§ Zadanie 1
Przepisz fragment tekstu o XXIX niedzieli zwykłej od słów "Niedziela, 18 października" do słów "o tym pamiętamy?", zastępując "Boga" słowem "Pana".

§ Tekst do czytania

Słowo Redemptor

XXIX niedziela zwykła

 

 

 

Niedziela, 18 października 2015 roku, XXIX tydzień zwykły, Rok B, I

 

 

 

 

Mamy wspaniałego Boga! Potężnego, wszechmocnego, kochającego. Takiego, który jest gotów zrobić wszystko dla tego, którego stworzył.Mamy Boga, który nieustannie pozwala nam odczuć swoją obecność, troskę i miłość. Mamy Boga, do którego zawsze możemy się zwrócić z prośbą o pomoc, któremu mamy możliwość się wyżalić, poskarżyć. Dlaczego więc tak rzadko o tym pamiętamy?

 

Liturgia dzisiejszej niedzieli prowadzi nas do poznania procesu kształtowania się obrazu Boga w historii zbawienia. Każde czytanie wskazuje na inny element, cechę czy przymiot Tego, który jest naszym źródłem i sensem, ale wszystkie razem doskonale się uzupełniają.

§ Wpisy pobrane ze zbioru
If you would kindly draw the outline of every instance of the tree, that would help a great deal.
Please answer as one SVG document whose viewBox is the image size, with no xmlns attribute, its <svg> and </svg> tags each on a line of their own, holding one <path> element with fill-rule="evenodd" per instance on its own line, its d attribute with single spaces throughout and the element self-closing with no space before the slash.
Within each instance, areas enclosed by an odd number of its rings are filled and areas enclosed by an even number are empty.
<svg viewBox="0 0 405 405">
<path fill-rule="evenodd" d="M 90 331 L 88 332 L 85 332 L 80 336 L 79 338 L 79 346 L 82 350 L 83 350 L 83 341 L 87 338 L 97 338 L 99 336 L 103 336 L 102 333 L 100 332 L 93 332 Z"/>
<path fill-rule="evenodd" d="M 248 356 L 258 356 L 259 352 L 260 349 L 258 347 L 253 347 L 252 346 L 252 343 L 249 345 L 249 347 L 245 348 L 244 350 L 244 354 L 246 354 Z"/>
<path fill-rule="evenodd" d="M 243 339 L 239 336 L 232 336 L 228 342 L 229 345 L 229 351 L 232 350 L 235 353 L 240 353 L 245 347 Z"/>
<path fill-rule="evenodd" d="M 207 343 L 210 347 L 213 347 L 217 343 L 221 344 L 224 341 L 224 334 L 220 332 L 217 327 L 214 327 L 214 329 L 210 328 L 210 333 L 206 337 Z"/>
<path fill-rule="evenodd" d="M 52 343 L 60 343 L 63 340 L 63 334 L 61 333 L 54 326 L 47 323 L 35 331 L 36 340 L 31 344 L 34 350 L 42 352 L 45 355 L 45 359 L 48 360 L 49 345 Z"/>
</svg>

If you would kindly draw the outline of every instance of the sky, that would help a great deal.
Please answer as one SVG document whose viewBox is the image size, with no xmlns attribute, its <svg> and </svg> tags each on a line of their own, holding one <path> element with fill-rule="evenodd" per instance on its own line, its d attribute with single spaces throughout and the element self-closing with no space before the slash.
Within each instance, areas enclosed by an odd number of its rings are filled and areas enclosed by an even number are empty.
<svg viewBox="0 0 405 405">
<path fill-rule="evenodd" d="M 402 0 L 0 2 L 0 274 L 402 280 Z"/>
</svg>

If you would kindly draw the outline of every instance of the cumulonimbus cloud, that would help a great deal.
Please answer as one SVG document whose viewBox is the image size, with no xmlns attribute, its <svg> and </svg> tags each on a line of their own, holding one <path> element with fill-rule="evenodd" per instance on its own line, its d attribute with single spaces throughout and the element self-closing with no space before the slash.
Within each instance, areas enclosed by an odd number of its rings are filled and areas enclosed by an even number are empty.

§ Zadanie 2
Przedstaw jako tabelę Markdown z kolumnami „Nr” i „Treść” wiersze wpisów od wiersza z "sky, that would help a great deal." do końca wpisów, pomijając puste wiersze.

§ Odpowiedź 1
Niedziela, 18 października 2015 roku, XXIX tydzień zwykły, Rok B, I

 

 

 

 

Mamy wspaniałego Pana! Potężnego, wszechmocnego, kochającego. Takiego, który jest gotów zrobić wszystko dla tego, którego stworzył.Mamy Pana, który nieustannie pozwala nam odczuć swoją obecność, troskę i miłość. Mamy Pana, do którego zawsze możemy się zwrócić z prośbą o pomoc, któremu mamy możliwość się wyżalić, poskarżyć. Dlaczego więc tak rzadko o tym pamiętamy?

§ Odpowiedź 2
| Nr | Treść |
|---|---|
| 1 | If you would kindly draw the outline of every instance of the sky, that would help a great deal. |
| 2 | Please answer as one SVG document whose viewBox is the image size, with no xmlns attribute, its <svg> and </svg> tags each on a line of their own, holding one <path> element with fill-rule="evenodd" per instance on its own line, its d attribute with single spaces throughout and the element self-closing with no space before the slash. |
| 3 | Within each instance, areas enclosed by an odd number of its rings are filled and areas enclosed by an even number are empty. |
| 4 | <svg viewBox="0 0 405 405"> |
| 5 | <path fill-rule="evenodd" d="M 402 0 L 0 2 L 0 274 L 402 280 Z"/> |
| 6 | </svg> |
| 7 | If you would kindly draw the outline of every instance of the cumulonimbus cloud, that would help a great deal. |
| 8 | Please answer as one SVG document whose viewBox is the image size, with no xmlns attribute, its <svg> and </svg> tags each on a line of their own, holding one <path> element with fill-rule="evenodd" per instance on its own line, its d attribute with single spaces throughout and the element self-closing with no space before the slash. |
| 9 | Within each instance, areas enclosed by an odd number of its rings are filled and areas enclosed by an even number are empty. |